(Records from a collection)

------------------------------------------------

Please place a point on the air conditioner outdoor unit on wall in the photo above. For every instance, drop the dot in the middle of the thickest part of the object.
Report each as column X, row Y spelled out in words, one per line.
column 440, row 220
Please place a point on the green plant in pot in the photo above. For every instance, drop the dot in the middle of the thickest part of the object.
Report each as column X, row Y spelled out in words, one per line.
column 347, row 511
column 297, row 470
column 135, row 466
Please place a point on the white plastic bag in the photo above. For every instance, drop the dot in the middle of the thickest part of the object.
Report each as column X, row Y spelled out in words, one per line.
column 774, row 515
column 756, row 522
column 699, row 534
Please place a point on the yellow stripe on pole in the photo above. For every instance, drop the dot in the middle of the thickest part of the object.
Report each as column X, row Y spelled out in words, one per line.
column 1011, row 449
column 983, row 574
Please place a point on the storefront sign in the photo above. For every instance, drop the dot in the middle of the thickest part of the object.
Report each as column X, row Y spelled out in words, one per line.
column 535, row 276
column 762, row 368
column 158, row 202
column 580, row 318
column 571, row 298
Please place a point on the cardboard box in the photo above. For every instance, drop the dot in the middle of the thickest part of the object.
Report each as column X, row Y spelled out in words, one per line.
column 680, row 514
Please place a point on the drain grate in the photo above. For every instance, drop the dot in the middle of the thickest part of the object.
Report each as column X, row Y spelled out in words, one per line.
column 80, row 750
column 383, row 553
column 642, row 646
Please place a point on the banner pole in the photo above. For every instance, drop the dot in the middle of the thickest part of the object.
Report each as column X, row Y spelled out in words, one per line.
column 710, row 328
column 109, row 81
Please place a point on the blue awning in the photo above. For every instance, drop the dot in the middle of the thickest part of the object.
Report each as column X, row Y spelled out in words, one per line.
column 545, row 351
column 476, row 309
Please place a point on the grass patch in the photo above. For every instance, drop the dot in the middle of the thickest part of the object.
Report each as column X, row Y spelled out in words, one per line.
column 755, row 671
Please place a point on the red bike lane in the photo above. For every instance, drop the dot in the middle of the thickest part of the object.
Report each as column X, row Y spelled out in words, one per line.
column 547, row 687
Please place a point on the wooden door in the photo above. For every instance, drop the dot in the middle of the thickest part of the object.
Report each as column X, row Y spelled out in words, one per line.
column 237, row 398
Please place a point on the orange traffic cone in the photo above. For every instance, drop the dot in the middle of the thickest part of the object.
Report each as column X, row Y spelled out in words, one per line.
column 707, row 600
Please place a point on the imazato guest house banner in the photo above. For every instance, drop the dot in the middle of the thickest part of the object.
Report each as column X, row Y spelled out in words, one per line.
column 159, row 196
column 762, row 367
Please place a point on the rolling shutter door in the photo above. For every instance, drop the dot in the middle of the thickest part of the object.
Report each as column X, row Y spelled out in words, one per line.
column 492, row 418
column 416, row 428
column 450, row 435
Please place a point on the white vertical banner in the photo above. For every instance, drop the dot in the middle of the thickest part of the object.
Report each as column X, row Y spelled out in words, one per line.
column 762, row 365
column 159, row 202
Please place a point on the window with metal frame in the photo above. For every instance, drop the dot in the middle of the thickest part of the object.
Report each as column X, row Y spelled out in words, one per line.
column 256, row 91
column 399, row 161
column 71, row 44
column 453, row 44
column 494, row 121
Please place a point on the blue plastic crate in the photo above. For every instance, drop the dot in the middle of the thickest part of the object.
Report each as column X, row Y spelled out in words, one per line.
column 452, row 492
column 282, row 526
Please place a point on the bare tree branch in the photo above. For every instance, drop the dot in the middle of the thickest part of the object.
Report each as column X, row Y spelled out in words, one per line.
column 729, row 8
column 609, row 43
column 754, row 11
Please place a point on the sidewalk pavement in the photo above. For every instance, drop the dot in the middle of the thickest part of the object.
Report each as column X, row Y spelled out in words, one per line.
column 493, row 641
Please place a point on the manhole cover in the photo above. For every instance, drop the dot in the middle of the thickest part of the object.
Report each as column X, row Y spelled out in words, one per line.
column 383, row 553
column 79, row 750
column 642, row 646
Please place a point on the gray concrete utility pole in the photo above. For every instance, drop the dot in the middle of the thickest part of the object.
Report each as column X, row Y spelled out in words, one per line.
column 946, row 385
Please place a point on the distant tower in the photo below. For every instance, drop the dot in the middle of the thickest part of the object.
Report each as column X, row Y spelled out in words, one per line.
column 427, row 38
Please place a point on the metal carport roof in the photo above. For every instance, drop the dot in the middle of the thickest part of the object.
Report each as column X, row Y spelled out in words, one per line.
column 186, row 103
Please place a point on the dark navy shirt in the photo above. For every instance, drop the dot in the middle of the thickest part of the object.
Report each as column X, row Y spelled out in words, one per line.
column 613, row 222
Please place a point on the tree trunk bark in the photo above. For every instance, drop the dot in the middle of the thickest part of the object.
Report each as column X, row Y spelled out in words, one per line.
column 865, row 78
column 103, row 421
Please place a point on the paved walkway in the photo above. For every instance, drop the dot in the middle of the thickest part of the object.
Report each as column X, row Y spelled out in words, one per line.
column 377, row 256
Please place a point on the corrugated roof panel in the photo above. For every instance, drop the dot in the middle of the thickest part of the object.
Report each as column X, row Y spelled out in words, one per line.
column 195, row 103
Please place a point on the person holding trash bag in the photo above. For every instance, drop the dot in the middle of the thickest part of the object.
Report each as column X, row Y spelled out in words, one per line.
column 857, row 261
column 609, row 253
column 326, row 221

------------------------------------------------

What lines in the data hold the word "pole"? Return them.

— Task answer —
Please place a point on the yellow stripe on pole in the photo above. For every instance, drop the dot in the middle of the thickest part of the object.
Please place a point on the banner pole in the photo above. For every instance, drop the dot in the middle of the thickest part of the object.
Please place a point on the gray concrete utility pole in the photo above. For every instance, drop the dot in the middle of the thickest part of the object.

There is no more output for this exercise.